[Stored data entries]
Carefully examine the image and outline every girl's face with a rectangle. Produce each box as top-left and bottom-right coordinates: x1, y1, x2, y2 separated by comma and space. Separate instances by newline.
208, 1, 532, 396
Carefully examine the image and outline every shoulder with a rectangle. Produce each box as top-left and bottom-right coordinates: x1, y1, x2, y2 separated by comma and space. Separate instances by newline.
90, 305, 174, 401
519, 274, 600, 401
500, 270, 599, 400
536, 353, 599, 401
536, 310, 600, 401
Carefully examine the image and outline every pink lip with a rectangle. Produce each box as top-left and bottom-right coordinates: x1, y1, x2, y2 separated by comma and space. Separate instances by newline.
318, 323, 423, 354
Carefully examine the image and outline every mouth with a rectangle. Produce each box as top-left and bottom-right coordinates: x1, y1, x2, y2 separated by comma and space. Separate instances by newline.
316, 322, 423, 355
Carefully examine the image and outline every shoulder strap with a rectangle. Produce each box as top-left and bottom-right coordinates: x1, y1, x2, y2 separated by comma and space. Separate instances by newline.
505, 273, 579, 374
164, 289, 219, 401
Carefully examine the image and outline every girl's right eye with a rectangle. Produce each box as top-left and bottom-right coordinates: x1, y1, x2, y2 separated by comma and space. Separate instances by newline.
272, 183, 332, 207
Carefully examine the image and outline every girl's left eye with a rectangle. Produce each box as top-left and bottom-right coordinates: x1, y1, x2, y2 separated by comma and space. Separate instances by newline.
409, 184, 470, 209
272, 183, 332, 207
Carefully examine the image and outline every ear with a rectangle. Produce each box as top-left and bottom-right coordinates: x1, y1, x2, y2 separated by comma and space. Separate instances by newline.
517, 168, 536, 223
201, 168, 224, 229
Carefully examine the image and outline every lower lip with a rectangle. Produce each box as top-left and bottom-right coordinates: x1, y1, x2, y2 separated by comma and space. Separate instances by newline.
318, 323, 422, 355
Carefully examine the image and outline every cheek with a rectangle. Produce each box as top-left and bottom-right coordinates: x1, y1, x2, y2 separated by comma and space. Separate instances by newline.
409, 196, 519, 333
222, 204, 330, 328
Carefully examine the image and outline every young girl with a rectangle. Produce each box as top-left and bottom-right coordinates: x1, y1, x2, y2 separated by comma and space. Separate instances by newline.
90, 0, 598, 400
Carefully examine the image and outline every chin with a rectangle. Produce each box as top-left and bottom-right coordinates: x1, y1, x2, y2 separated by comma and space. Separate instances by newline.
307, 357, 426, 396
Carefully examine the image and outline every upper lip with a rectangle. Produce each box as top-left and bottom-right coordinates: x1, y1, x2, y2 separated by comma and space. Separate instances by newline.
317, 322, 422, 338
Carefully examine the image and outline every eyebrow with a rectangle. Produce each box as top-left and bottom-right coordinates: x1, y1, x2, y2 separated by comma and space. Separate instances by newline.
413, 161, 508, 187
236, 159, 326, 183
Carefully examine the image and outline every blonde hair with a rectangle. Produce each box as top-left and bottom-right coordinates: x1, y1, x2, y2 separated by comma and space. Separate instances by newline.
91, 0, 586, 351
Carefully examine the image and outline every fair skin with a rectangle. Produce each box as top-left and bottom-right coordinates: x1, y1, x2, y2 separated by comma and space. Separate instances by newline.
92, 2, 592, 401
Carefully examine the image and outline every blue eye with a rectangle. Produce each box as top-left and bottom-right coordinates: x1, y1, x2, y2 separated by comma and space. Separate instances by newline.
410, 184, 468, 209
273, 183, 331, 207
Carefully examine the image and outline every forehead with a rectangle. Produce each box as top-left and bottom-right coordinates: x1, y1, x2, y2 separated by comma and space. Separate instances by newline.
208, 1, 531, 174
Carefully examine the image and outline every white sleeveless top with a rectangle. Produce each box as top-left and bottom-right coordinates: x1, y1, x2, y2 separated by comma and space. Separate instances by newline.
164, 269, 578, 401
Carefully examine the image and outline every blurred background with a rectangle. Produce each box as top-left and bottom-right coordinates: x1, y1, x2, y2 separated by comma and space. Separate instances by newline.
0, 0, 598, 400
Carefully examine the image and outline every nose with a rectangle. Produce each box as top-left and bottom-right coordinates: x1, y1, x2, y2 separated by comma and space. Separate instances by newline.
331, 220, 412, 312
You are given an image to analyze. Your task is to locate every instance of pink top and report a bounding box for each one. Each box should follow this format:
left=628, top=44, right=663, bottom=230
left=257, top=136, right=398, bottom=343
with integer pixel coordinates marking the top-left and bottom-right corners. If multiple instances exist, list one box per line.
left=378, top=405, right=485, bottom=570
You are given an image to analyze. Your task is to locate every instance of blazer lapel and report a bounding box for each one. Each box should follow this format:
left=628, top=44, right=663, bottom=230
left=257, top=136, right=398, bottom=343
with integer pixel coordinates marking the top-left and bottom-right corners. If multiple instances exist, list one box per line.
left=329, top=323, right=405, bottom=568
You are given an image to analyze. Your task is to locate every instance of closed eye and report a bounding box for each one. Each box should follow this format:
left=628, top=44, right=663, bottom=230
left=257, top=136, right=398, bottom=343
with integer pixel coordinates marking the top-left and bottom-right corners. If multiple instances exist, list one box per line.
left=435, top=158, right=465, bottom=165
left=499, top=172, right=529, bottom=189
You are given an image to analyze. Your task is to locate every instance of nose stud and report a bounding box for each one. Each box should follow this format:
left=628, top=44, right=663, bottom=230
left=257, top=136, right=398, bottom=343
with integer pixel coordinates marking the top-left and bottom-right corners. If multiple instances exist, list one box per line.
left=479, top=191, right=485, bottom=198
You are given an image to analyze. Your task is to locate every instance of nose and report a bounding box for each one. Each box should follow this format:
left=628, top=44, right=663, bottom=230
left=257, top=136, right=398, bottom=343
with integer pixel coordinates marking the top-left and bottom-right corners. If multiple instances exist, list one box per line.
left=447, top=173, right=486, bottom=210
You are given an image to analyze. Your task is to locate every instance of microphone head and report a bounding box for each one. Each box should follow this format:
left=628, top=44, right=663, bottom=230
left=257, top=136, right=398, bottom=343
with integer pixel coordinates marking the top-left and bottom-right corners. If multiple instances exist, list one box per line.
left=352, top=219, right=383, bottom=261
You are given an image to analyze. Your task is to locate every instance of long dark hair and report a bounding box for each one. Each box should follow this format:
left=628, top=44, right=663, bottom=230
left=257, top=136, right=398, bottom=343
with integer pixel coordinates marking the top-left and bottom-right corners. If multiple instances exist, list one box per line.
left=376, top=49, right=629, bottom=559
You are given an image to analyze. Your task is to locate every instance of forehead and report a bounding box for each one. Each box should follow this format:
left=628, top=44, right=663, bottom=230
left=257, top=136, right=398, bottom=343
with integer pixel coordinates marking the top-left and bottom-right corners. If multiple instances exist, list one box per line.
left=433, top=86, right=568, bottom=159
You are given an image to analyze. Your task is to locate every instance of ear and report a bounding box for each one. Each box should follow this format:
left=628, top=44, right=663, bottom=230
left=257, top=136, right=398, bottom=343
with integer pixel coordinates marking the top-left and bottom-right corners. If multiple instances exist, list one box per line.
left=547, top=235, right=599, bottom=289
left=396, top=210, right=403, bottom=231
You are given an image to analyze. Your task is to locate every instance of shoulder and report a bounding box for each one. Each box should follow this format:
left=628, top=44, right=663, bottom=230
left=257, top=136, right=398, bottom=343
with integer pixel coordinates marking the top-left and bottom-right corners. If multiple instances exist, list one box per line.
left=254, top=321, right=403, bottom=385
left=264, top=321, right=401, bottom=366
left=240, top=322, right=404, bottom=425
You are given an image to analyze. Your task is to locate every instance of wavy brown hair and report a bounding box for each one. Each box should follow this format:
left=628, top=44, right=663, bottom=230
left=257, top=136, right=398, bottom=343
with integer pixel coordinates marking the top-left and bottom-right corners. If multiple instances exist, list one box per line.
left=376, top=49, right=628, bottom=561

Task description:
Could you return the complete set of entries exactly?

Output of the task:
Carefully examine the image and outline every girl's face with a rectangle. Produce each box as top-left and bottom-right coordinates: x1, y1, x2, y2 separated by comma and space. Separate instances by newline.
208, 1, 532, 396
Carefully examine the image and outline every shoulder with a rectangle. Produce each box as top-left and bottom-right coordinates: x1, y1, x2, y2 separated by comma and space. Separate instances by newline.
90, 305, 174, 401
519, 274, 600, 401
500, 270, 599, 400
536, 353, 599, 401
536, 310, 600, 401
Carefully examine the image and outline every pink lip with a rectangle. Produce each box as top-left and bottom-right coordinates: x1, y1, x2, y2 separated by comma and space. Separate instances by newline.
318, 323, 423, 354
Carefully examine the image and outline every mouth with a rectangle. Produce each box as top-left and bottom-right coordinates: x1, y1, x2, y2 separated by comma and space. Separate instances by newline.
316, 322, 423, 355
Carefully examine the image and outline every shoulder strap with a rectangle. Produce each box as top-left and bottom-right coordinates: x1, y1, x2, y2 separated by comma and space. Separate instances by newline.
505, 273, 579, 374
164, 289, 219, 401
Carefully examine the image and outline every girl's right eye with a rectangle. Produce each box as top-left and bottom-right coordinates: x1, y1, x2, y2 separated by comma and space. Separate instances by newline.
272, 183, 332, 207
Carefully examine the image and outline every girl's left eye with a rectangle. Produce each box as top-left and bottom-right coordinates: x1, y1, x2, y2 separated by comma and space. Separate instances by newline.
409, 184, 470, 209
272, 183, 332, 207
Carefully examine the image and outline every ear with a rectangle. Produce each box as top-left and bottom-right coordinates: x1, y1, x2, y2 separated by comma and space. Separate instances by newline.
517, 168, 536, 223
201, 168, 224, 229
Carefully examine the image and outline every lower lip with a rectangle. Produce each box as top-left and bottom-right coordinates: x1, y1, x2, y2 separated by comma and space. Separate instances by newline.
318, 323, 422, 355
Carefully examine the image and outline every cheek with a rectangle. Produce each box as top-left and bottom-right coordinates: x1, y1, x2, y2 separated by comma and space. Separate instances by newline.
409, 196, 519, 333
222, 204, 330, 328
Carefully examine the image and outline every young girl with a rectangle. Produce each box as top-left and bottom-right coordinates: x1, y1, x2, y2 separated by comma and space. Separate instances by newline.
90, 0, 598, 400
Carefully examine the image and outline every chin with a rectangle. Produce each box as top-left and bottom-right coordinates: x1, y1, x2, y2 separated by comma and space. Separate instances by newline.
307, 357, 426, 396
Carefully examine the image and outline every upper lip with a rectangle. Produce each box as top-left and bottom-right coordinates: x1, y1, x2, y2 separated by comma and space. Separate instances by newline.
317, 322, 422, 338
Carefully examine the image and outline every eyebrow with a rectangle. Produce each box as top-left and bottom-right coordinates: x1, y1, x2, y2 separated by comma and space. Separate instances by newline.
413, 161, 508, 187
236, 159, 326, 183
Carefully examine the image and outline every blonde hair with a rectangle. Produce each box as top-left and bottom-right coordinates: x1, y1, x2, y2 separated by comma and space. Separate instances by newline.
91, 0, 586, 351
Carefully examine the image and outline every fair skin with a rectangle. Produce each box as top-left and bottom-right coordinates: x1, y1, x2, y2 separated by comma and space. Separate instances by newline.
92, 2, 592, 401
Carefully examine the image and outline every blue eye with a rectangle. Produce each box as top-left and bottom-right coordinates: x1, y1, x2, y2 separated by comma and space. Separate instances by newline.
410, 184, 468, 209
273, 183, 331, 207
Carefully examine the image and outline every forehead with a rectangle. Produce each box as top-left and bottom-right coordinates: x1, y1, x2, y2 separated by comma and space. Separate instances by newline.
208, 1, 531, 174
Carefully examine the image and outline every white sleeveless top with a rectangle. Produce each box as top-left and bottom-right coordinates: x1, y1, x2, y2 separated by comma and space. Separate instances by newline.
164, 269, 578, 401
Carefully examine the image and outline every blurred background with a rectangle. Produce each box as top-left and bottom-right coordinates: x1, y1, x2, y2 separated by comma and space. Separate instances by newline.
0, 0, 598, 400
Carefully examine the image and outline every nose with a rectangle. Produce each box as top-left and bottom-right coordinates: x1, y1, x2, y2 separated by comma and space. Separate instances by newline.
331, 220, 412, 312
You are given an image to analyze. Your task is to locate every instance of pink top and report a bounding box for each one. Each box should follow this format:
left=628, top=44, right=663, bottom=230
left=257, top=136, right=398, bottom=343
with integer pixel coordinates marking the top-left and bottom-right corners. If multiple instances exist, list one box per line.
left=378, top=405, right=485, bottom=570
You are given an image to analyze. Your task is to locate every instance of blazer lapel and report a bounding box for each one. Each box should follow this format:
left=628, top=44, right=663, bottom=230
left=257, top=136, right=398, bottom=343
with integer pixel coordinates marking the top-left and bottom-right corners. If multiple instances exist, list one box per line.
left=329, top=323, right=405, bottom=568
You are given an image to analyze. Your task is to locate every instance of closed eye and report a bounding box for each one. Each box should follow this format:
left=628, top=44, right=663, bottom=230
left=257, top=136, right=398, bottom=343
with integer pixel coordinates marking the top-left and bottom-right corners. If multiple instances exist, list one box per line.
left=435, top=158, right=465, bottom=165
left=499, top=172, right=529, bottom=189
You are given an image to analyze. Your task is to locate every instance of nose stud and report a bounding box for each one. Each box should follow this format:
left=628, top=44, right=663, bottom=230
left=257, top=136, right=398, bottom=343
with integer pixel coordinates marking the top-left and bottom-right corners. If multiple instances exist, list one box per line.
left=479, top=191, right=485, bottom=198
You are given an image to analyze. Your task is to locate every instance of nose and report a bounding box for each one. Each box should follow this format:
left=628, top=44, right=663, bottom=230
left=257, top=136, right=398, bottom=343
with integer pixel coordinates marking the top-left and bottom-right corners. If multiple instances exist, list one box per line.
left=447, top=173, right=486, bottom=210
You are given an image to analyze. Your task is to locate every instance of microphone head and report a bounding box for each one. Each box should follow this format:
left=628, top=44, right=663, bottom=230
left=257, top=136, right=398, bottom=343
with integer pixel coordinates marking the top-left and bottom-right corners. If multiple instances exist, list one box per line.
left=352, top=219, right=383, bottom=261
You are given an image to analyze. Your task is to locate every instance of long dark hair and report a bounding box for each one. Each box should follow this format:
left=628, top=44, right=663, bottom=230
left=257, top=136, right=398, bottom=343
with integer pixel coordinates marking the top-left and bottom-right corners. If multiple instances exist, list one box per line.
left=376, top=49, right=629, bottom=559
You are given an image to analyze. Your task is to locate every instance of forehead and report a bounding box for each one. Each box should follow this format:
left=628, top=44, right=663, bottom=230
left=257, top=136, right=398, bottom=343
with integer pixel coordinates marking the top-left and bottom-right corners. If multiple instances exist, list one box per line.
left=433, top=86, right=568, bottom=159
You are given an image to analyze. Your task is to locate every instance of ear and report a bounding box for each one. Each box should follow this format:
left=628, top=44, right=663, bottom=230
left=257, top=136, right=398, bottom=343
with integer pixel coordinates marking the top-left and bottom-right corners. If multiple instances exist, list one box per line.
left=547, top=235, right=599, bottom=289
left=396, top=210, right=403, bottom=231
You are given an image to analyze. Your task is to locate every instance of shoulder and report a bounding box for each one. Each box should follow this format:
left=628, top=44, right=663, bottom=230
left=257, top=136, right=398, bottom=343
with integer pixel coordinates marking the top-left and bottom-right corners. If multiple instances exist, list one box per line.
left=254, top=321, right=403, bottom=385
left=264, top=321, right=401, bottom=366
left=240, top=322, right=404, bottom=425
You are given an image to analyze. Your task is to locate every instance of wavy brown hair and report a bounding box for each one. Each box should follow this format:
left=628, top=44, right=663, bottom=230
left=257, top=136, right=398, bottom=343
with integer pixel coordinates marking the top-left and bottom-right corners. If multiple instances exist, list one box per line.
left=376, top=49, right=628, bottom=561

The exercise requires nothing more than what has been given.